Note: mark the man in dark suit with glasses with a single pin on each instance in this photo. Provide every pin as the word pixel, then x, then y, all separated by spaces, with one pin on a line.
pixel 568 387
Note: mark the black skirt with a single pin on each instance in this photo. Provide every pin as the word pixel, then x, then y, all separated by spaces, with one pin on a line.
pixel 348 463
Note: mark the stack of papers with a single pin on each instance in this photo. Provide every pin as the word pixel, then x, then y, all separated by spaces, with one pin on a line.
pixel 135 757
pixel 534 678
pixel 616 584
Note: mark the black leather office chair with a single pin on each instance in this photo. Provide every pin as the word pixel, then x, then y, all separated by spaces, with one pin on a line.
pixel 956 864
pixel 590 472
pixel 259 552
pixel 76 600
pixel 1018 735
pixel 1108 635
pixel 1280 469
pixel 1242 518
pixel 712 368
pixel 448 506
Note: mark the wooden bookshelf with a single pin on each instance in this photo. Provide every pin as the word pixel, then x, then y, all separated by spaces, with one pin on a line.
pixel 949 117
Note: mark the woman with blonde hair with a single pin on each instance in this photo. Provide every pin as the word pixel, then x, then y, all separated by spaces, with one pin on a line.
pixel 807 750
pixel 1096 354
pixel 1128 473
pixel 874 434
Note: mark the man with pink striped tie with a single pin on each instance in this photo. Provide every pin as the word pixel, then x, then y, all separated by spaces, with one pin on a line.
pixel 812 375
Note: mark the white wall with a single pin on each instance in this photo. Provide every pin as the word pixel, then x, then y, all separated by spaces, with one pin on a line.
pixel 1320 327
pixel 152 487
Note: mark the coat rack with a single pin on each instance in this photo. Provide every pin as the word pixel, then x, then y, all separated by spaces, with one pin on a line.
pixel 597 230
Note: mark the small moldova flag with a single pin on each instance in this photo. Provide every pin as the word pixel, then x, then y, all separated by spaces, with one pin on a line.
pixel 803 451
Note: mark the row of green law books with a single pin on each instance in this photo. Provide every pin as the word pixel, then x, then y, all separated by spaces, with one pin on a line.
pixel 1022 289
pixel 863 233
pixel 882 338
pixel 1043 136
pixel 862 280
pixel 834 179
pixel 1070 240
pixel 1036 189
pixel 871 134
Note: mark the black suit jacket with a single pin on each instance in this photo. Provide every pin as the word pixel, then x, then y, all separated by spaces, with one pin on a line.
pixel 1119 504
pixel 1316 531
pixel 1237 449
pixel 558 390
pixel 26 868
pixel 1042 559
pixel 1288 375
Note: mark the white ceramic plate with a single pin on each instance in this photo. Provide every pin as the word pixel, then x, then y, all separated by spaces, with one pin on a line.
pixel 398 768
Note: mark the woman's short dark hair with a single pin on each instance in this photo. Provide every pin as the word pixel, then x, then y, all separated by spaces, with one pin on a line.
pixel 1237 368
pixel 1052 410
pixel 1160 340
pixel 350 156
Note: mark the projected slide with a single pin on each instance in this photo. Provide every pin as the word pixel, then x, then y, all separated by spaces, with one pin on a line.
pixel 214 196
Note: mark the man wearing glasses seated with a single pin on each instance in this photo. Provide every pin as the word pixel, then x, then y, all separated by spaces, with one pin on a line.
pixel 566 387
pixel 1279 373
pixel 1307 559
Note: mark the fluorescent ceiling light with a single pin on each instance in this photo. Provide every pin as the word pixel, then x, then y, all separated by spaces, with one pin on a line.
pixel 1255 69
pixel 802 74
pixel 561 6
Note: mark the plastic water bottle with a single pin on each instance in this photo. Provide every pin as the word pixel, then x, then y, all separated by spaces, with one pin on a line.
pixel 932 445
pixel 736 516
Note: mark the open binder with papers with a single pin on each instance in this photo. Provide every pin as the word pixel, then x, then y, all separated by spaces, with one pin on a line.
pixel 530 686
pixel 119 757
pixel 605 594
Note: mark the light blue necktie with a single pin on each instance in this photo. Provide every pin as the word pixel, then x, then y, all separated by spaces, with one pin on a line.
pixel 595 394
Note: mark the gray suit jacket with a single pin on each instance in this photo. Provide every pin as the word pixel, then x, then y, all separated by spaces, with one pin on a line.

--------------------

== Objective ==
Can you change "water bottle" to "coffee mug" in the items, starting at the line that has "Note: mark the plastic" and stopping after the line that has "pixel 736 516", with everything else left unchanged?

== The solution ==
Note: mark the plastic coffee mug with a single pin on each instance in this photo. Provide every pin as the word pixel, then x, then y, all separated by spaces, with one pin on a line.
pixel 932 445
pixel 736 516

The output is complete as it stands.